▸ Passage provided
Mini Medical School in Spanish impresses capacity crowd

Culturally relevant forum teaches Latinos how to live a healthier life


One of the best weekends of the year for Clara Chapala, an 83-year-old retiree, takes place in mid-October when she visits UC Davis Health for an annual community forum called Mini Medical School in Spanish.

David Copenhaver, an anesthesiologist, shares tips on how patients can help their doctors accurately diagnose the source of pain.
David Copenhaver, an anesthesiologist, shares tips on how patients can help their doctors accurately diagnose the source of pain.

There, in the MIND Institute Auditorium, Chapala sits among a capacity crowd of 150 people who listen to top experts from UC Davis and other organizations. They present the latest news about medicine, managing chronic conditions and provide tips on how to live a healthy lifestyle.

Each presenter speaks only in Spanish and about a third of the audience is made up of senior citizens.

“It’s invaluable information,” said Chapala, who attended the forum last Saturday and has been to every single one since it started 12 years ago. “It’s a special opportunity and anyone who goes to the mini escuela talks about it for days later.”

Known as La Mini Escuela de Medicina en Español, the forum is a joint venture hosted by the UC Davis Alzheimer’s Disease Center, the UC Davis Center for Reducing Health Disparities and the UC Davis Clinical and Translational Science Center.

Saturday’s escuela featured information about back pain, improving memory, measles and the federal government’s proposed “public charge” rules, which could block immigrants from obtaining green cards if they rely on public assistance.

“This is a great opportunity for UC Davis to disseminate cutting edge information and knowledge to populations that often are not addressed,” such as Spanish-speaking lay people, said Sergio Aguilar-Gaxiola, director of the UC Davis Center for Reducing Health Disparities.

The escuela was started by Aguilar-Gaxiola; Esther Lara, a clinical social worker and research administrator from the Alzheimer’s Disease Center; and Professor and Director of Geriatric Psychiatry Ladson Hinton.

Referring-expression data:

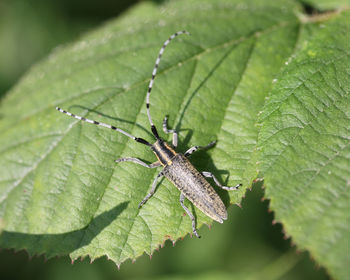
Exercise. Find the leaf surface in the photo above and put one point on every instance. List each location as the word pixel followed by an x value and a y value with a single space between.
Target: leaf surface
pixel 60 190
pixel 304 146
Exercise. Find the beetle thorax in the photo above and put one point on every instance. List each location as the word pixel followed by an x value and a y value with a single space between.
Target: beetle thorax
pixel 163 152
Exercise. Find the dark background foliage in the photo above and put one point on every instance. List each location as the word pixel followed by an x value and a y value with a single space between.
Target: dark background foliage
pixel 248 245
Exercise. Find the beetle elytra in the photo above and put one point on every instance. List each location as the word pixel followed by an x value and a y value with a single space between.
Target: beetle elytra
pixel 176 167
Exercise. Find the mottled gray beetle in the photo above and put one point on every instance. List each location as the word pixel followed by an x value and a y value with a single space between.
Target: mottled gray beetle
pixel 176 166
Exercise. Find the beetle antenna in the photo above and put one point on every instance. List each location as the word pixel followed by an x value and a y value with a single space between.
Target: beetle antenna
pixel 137 139
pixel 153 128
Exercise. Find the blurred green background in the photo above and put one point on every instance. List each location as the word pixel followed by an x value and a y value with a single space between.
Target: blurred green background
pixel 247 246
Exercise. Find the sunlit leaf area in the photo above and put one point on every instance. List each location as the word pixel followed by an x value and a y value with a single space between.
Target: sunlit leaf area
pixel 269 81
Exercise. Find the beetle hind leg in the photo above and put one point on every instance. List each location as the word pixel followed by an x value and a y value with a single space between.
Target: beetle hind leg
pixel 152 191
pixel 191 150
pixel 140 162
pixel 167 131
pixel 210 175
pixel 182 198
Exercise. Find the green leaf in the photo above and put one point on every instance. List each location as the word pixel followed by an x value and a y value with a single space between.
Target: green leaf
pixel 327 4
pixel 304 147
pixel 62 193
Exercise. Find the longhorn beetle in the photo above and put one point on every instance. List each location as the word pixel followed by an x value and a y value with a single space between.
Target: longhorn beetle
pixel 176 167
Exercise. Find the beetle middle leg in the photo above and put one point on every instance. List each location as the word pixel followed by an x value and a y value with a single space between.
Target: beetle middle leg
pixel 210 175
pixel 173 131
pixel 195 148
pixel 140 162
pixel 182 198
pixel 152 191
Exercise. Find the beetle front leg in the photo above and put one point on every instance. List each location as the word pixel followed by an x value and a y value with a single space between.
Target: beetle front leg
pixel 173 131
pixel 210 175
pixel 195 148
pixel 153 189
pixel 182 198
pixel 140 162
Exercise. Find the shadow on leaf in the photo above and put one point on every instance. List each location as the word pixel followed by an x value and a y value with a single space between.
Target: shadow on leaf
pixel 61 243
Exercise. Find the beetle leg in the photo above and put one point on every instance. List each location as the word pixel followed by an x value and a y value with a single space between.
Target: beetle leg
pixel 152 191
pixel 210 175
pixel 140 162
pixel 182 197
pixel 195 148
pixel 173 131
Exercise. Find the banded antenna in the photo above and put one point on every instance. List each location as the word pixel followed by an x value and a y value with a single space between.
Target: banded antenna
pixel 153 128
pixel 154 73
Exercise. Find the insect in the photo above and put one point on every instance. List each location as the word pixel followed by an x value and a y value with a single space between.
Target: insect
pixel 176 167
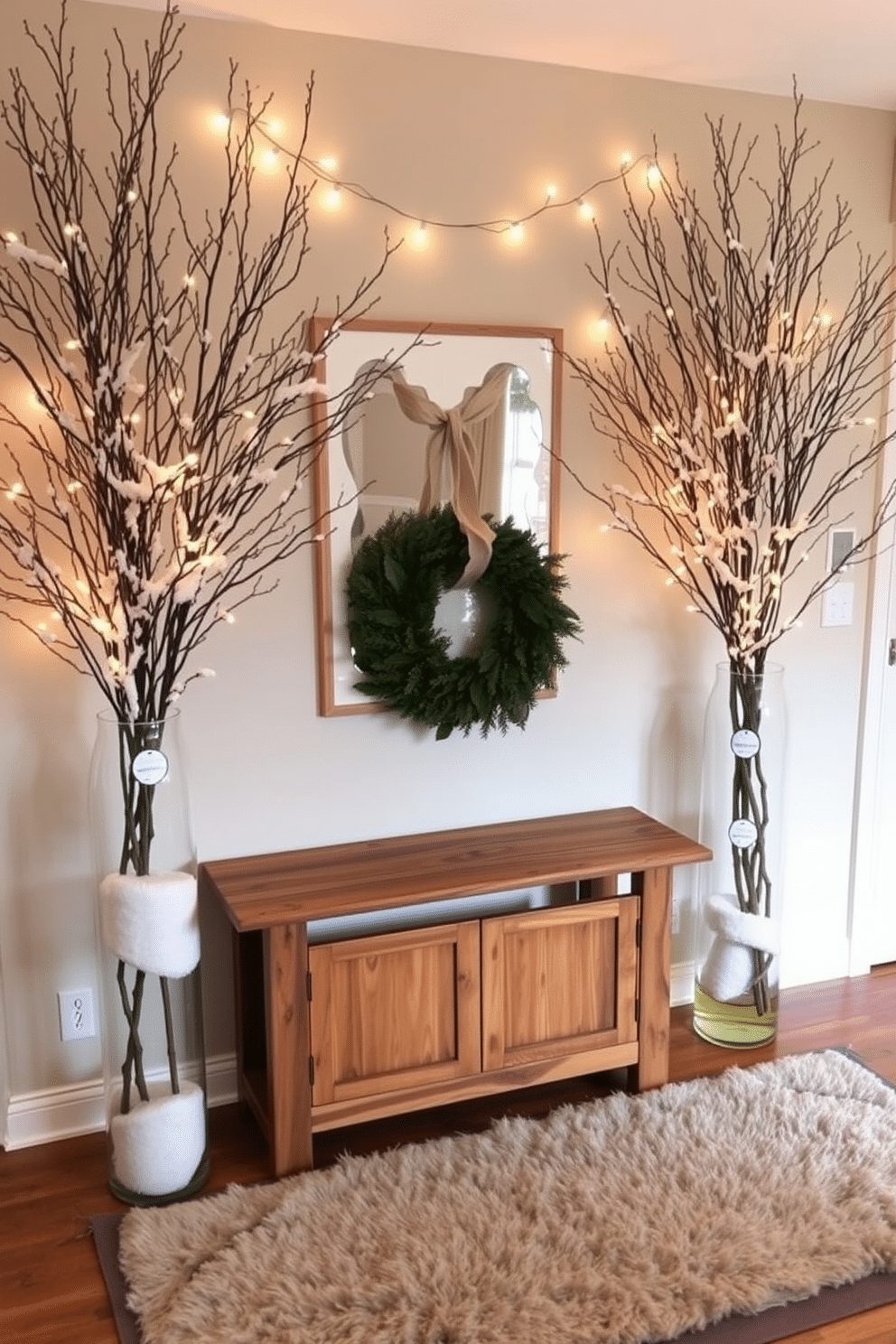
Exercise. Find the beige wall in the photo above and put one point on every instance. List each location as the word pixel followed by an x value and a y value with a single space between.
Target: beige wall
pixel 457 137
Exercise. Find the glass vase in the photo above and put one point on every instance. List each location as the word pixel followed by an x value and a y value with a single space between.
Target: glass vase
pixel 739 891
pixel 151 985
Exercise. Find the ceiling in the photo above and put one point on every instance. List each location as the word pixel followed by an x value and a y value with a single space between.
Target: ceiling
pixel 838 50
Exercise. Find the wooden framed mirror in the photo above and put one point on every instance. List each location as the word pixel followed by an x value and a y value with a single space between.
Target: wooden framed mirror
pixel 374 464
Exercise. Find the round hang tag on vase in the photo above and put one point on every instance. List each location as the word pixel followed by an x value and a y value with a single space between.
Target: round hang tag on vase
pixel 742 832
pixel 744 743
pixel 149 766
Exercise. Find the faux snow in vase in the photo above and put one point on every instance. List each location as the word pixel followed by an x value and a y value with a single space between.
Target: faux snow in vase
pixel 148 933
pixel 739 891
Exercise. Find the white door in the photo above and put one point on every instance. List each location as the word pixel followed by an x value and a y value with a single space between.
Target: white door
pixel 873 897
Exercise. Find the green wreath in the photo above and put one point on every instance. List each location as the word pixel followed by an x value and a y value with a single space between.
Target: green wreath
pixel 394 588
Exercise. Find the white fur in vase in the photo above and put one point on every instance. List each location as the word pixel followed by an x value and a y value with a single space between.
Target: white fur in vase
pixel 157 1147
pixel 730 968
pixel 152 921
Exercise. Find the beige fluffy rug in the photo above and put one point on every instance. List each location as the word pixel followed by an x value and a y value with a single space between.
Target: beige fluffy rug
pixel 617 1222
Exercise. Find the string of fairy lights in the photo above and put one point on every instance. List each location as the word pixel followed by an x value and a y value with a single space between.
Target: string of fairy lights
pixel 421 228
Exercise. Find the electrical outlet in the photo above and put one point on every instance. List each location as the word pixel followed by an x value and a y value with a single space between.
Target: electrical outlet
pixel 837 603
pixel 77 1021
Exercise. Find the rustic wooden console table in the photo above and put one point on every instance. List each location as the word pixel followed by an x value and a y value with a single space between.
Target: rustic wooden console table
pixel 350 1029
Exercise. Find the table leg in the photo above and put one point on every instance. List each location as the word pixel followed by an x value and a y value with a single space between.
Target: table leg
pixel 289 1092
pixel 652 1069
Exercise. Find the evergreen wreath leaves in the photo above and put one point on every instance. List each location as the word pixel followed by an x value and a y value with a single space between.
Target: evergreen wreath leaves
pixel 394 586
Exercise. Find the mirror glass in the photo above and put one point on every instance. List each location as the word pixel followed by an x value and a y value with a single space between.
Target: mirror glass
pixel 378 460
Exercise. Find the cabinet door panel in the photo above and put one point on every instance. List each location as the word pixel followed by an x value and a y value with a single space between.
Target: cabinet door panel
pixel 559 981
pixel 395 1011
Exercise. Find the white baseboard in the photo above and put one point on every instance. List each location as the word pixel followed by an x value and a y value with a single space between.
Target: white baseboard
pixel 55 1113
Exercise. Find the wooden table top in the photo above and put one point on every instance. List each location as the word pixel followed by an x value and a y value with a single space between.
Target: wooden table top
pixel 259 891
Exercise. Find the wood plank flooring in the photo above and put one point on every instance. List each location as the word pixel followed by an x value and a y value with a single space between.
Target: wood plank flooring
pixel 51 1289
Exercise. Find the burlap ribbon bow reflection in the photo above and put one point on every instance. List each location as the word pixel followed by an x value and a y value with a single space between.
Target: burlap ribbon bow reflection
pixel 450 440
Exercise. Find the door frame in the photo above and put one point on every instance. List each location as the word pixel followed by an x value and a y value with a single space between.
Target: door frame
pixel 879 679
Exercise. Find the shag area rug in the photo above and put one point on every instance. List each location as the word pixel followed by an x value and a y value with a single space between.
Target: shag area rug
pixel 625 1220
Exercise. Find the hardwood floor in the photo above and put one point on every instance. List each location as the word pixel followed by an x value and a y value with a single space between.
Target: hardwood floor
pixel 51 1288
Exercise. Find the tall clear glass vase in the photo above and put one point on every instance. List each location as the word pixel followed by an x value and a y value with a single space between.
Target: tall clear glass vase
pixel 148 936
pixel 739 891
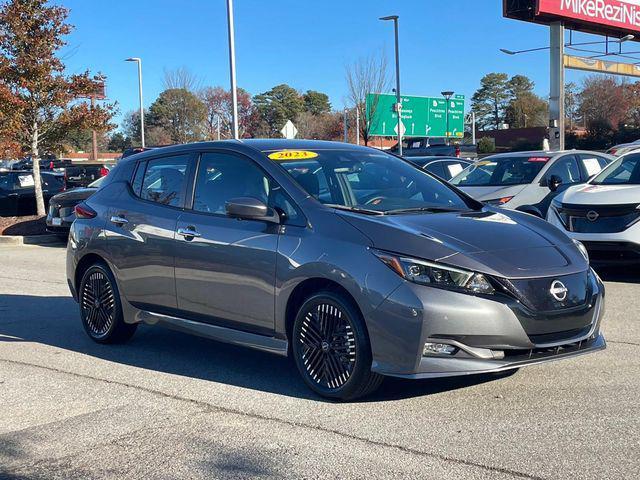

▸ Work instructions
1. In the article about the Mini Medical School in Spanish, how many people made up the capacity crowd in the MIND Institute Auditorium?
2. Extend the article about the Mini Medical School in Spanish by writing what comes after its last sentence.
The records have nothing to do with the article.

▸ Answers for the exercise
1. 150 people.

2.
“We had no idea how well received and what a wonderful opportunity it was going to be for us and the Spanish speaking community,” Lara said.

“Every attendee,” she added, “leaves feeling welcomed and special, and every year I make it my mission to make this event very special for community attendees, our research participants, faculty, staff and students that help us make this event possible.”

Antonia Lopez, 72, attended for the first time on Saturday and was impressed with “the very culturally appropriate approach” to the presentations. She learned from School of Medicine Associate Professor David Copenhaver how to be a better advocate for her health needs.

Copenhaver, an anesthesiologist who is of Nicaraguan heritage, presented statistics about back pain (27 million adults suffer from it). He explained the difference between neuropathic pain (“it doesn’t always cease”), and inflammatory joint pain (“like when a grandfather chases after his 5-year-old grandson”).

“He took something that could have been very complicated and dull and boring and hard to pay attention to, and made it very accessible,” Lopez said. She was impressed by the plain-speaking and entertaining style Copenhaver used in describing how patients can help their doctors more accurately diagnose back pain.

 “It’s one of the best things I’ve been to in a long time,” said Lopez, a retired early childhood education trainer, “and I’ve been to a lot.”